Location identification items
━━━━━━━━━━

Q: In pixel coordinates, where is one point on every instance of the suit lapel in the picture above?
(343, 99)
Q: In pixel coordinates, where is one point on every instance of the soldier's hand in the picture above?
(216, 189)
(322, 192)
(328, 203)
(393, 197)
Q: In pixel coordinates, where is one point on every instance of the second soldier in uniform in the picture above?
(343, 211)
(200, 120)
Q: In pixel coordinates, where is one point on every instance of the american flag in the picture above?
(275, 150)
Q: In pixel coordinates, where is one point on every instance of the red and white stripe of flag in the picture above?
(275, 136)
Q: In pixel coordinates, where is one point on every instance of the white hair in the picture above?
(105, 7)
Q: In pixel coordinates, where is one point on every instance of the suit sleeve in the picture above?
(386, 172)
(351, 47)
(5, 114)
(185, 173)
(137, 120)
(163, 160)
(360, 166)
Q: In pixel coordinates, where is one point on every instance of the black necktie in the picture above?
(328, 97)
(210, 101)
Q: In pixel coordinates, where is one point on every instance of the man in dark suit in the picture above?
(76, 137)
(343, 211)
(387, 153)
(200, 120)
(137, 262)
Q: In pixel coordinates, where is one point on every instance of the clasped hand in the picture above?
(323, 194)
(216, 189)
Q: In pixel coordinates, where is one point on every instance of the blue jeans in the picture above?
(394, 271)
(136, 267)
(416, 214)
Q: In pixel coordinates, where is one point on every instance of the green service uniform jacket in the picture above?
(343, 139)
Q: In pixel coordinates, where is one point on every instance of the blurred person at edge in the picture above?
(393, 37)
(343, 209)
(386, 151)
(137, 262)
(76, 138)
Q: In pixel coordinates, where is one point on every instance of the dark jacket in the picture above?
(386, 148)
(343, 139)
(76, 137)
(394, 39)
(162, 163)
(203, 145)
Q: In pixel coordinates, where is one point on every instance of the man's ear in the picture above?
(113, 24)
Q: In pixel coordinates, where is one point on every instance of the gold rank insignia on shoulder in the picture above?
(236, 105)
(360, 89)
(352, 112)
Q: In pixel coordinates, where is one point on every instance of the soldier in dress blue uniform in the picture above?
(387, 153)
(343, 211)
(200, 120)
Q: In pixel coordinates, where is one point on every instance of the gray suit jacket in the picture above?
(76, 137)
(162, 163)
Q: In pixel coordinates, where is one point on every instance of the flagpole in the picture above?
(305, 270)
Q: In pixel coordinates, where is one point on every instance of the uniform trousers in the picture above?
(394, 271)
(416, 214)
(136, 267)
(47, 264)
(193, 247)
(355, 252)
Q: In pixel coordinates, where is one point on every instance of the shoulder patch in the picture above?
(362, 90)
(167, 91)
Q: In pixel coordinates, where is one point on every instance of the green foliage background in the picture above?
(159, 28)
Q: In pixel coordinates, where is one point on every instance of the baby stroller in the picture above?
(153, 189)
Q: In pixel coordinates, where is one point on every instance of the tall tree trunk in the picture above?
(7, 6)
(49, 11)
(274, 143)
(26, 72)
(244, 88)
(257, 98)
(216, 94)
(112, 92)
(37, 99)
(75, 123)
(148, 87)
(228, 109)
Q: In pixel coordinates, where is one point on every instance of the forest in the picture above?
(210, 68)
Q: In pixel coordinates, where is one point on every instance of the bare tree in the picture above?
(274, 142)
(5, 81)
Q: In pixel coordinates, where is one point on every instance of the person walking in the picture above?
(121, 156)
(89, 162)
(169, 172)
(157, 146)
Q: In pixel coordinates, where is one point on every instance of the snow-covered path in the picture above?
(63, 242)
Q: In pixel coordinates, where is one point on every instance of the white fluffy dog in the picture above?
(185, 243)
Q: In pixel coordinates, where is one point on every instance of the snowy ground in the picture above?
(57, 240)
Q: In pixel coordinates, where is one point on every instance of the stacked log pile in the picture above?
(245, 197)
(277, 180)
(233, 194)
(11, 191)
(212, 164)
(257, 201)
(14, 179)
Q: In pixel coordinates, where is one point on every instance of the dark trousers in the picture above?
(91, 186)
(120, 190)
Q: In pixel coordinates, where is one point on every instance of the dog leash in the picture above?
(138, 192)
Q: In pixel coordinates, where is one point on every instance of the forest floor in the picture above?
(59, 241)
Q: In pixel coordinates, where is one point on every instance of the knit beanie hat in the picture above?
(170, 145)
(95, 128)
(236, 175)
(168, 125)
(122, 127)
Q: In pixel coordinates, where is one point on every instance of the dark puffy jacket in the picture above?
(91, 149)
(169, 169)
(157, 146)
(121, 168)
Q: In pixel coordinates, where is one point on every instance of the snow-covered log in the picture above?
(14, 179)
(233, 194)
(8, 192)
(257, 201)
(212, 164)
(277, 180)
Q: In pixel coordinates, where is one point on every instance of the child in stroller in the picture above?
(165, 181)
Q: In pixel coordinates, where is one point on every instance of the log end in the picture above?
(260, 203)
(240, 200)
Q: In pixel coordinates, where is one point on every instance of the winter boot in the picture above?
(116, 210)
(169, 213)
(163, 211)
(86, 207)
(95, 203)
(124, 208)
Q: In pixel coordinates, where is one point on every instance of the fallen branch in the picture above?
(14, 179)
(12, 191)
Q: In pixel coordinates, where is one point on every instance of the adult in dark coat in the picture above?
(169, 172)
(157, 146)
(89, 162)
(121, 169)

━━━━━━━━━━

| WHAT IS REQUIRED |
Every line above should be written out again exactly as it stands.

| CORRECT OUTPUT |
Q: In pixel coordinates, where is one point on every instance of the suit lapel in the picture above?
(343, 99)
Q: In pixel coordinates, where is one point on every instance of the soldier's hand in the picture above?
(216, 189)
(322, 192)
(328, 203)
(393, 197)
Q: In pixel coordinates, where is one point on every instance of the second soldier in uniform in the picture above?
(343, 211)
(200, 120)
Q: In pixel coordinates, where is one point on every instance of the american flag in the picture above?
(275, 150)
Q: In pixel coordinates, where is one point on every instance of the red and white stripe of flag in the picture above?
(275, 136)
Q: In pixel coordinates, where is one point on every instance of the white hair in the picture above?
(105, 7)
Q: In pixel coordinates, where is one point on every instance of the suit sleeve in the picture above?
(386, 172)
(351, 47)
(5, 114)
(185, 173)
(137, 120)
(163, 160)
(360, 166)
Q: In pixel coordinates, where is one point on every instance of the black necktie in the picture above?
(328, 97)
(210, 101)
Q: In pixel coordinates, where is one point on every instance of the man in dark suit in the picture above?
(76, 137)
(343, 211)
(387, 153)
(200, 120)
(137, 262)
Q: In pixel coordinates, where is one point on every instance of the clasped hand in the picture above?
(323, 194)
(216, 189)
Q: In pixel coordinates, where is one point on every instance of the blue jeans in the picture above?
(394, 271)
(136, 267)
(416, 214)
Q: In pixel coordinates, where is one point on every instance of the green service uniform jacket in the picture above?
(343, 139)
Q: In pixel coordinates, where is one point on every instance of the blurred person at edge in the picture above?
(393, 37)
(343, 209)
(386, 151)
(137, 262)
(76, 138)
Q: In pixel coordinates, where is one point on every instance of the dark jacket in the picture above?
(386, 148)
(343, 139)
(76, 137)
(394, 39)
(162, 163)
(203, 145)
Q: In pixel coordinates, where is one point on every instance of the man's ear in the picture above?
(113, 24)
Q: In pixel coordinates, where is one point on every instance of the gold rank insignia on shoulder in the picture above?
(236, 105)
(360, 89)
(352, 112)
Q: In pixel coordinates, where is one point on every instance of the soldier in dress blue uniform in the picture above?
(387, 153)
(343, 211)
(200, 120)
Q: In pixel coordinates, where is one point on every instance of the gray suit jacket in the picture above?
(76, 137)
(162, 163)
Q: In pixel coordinates, where is one point on every instance of the flagpole in the picture above?
(305, 270)
Q: In pixel coordinates, where is one point on every instance of the uniform trousers in the picture above?
(394, 271)
(416, 214)
(136, 267)
(47, 264)
(193, 247)
(355, 252)
Q: In pixel coordinates, where is one point on every instance of the shoulder patch in the picture above?
(362, 90)
(167, 91)
Q: In pixel coordinates, where is one point on every instance of the green foliage background in the picture above?
(159, 28)
Q: In pixel coordinates, where is one point on every instance of the baby stroller in the picture above?
(153, 189)
Q: In pixel coordinates, where is one point on every instance of the tall tree trunk in the picture above?
(7, 6)
(49, 11)
(274, 143)
(26, 72)
(244, 88)
(257, 98)
(216, 94)
(112, 92)
(37, 99)
(75, 123)
(148, 87)
(228, 109)
Q: In pixel coordinates, where is one point on every instance of the forest in the picture above?
(210, 68)
Q: In pixel coordinates, where is one point on every instance of the bare tree in the picture above?
(274, 142)
(5, 81)
Q: In pixel coordinates, where is one point on every instance of the person walking in the picture above?
(121, 156)
(89, 162)
(169, 172)
(157, 146)
Q: In pixel coordinates, where is one point on every instance of the snow-covered path in the picture above?
(63, 242)
Q: In pixel coordinates, where is one point on every instance of the white fluffy dog in the picture above?
(185, 243)
Q: In pixel coordinates, where is one point on every instance of the snowy ground in the picture above?
(57, 240)
Q: In pixel coordinates, where is one point on every instance of the stacked log pile in the picture above?
(245, 197)
(277, 180)
(233, 194)
(11, 191)
(212, 164)
(257, 201)
(14, 179)
Q: In pixel coordinates, where is one point on every instance of the dark trousers in the picture above?
(91, 186)
(120, 190)
Q: In pixel coordinates, where is one point on every instance of the dog leash in the picture above?
(138, 192)
Q: In pixel coordinates, where is one point on every instance of the forest floor in the picture above?
(59, 241)
Q: In pixel coordinates, where is one point on every instance of the knit beanie hat in the picture above?
(170, 145)
(95, 128)
(236, 175)
(168, 125)
(122, 127)
Q: In pixel coordinates, where is one point on every instance of the dark puffy jacket in the picture above?
(91, 149)
(169, 169)
(157, 146)
(121, 168)
Q: In pixel coordinates, where is one point on every instance of the snow-covered log in the picture above?
(14, 179)
(233, 194)
(8, 192)
(257, 201)
(212, 164)
(277, 180)
Q: In pixel coordinates, where is one point on every instance of the child in stroller in the picture above?
(165, 181)
Q: In pixel coordinates, where is one point on every instance of the log end in the picture above?
(260, 203)
(240, 200)
Q: In pixel coordinates, where is one point on every instance of the winter boot in the picture above?
(116, 210)
(169, 213)
(163, 211)
(86, 207)
(95, 203)
(124, 208)
Q: In pixel coordinates, where is one point on every instance of the fallen branch in the picture above?
(14, 179)
(12, 191)
Q: In pixel coordinates, where is one point on every instance of the adult in dark coat in the picture above?
(169, 172)
(157, 146)
(89, 162)
(121, 169)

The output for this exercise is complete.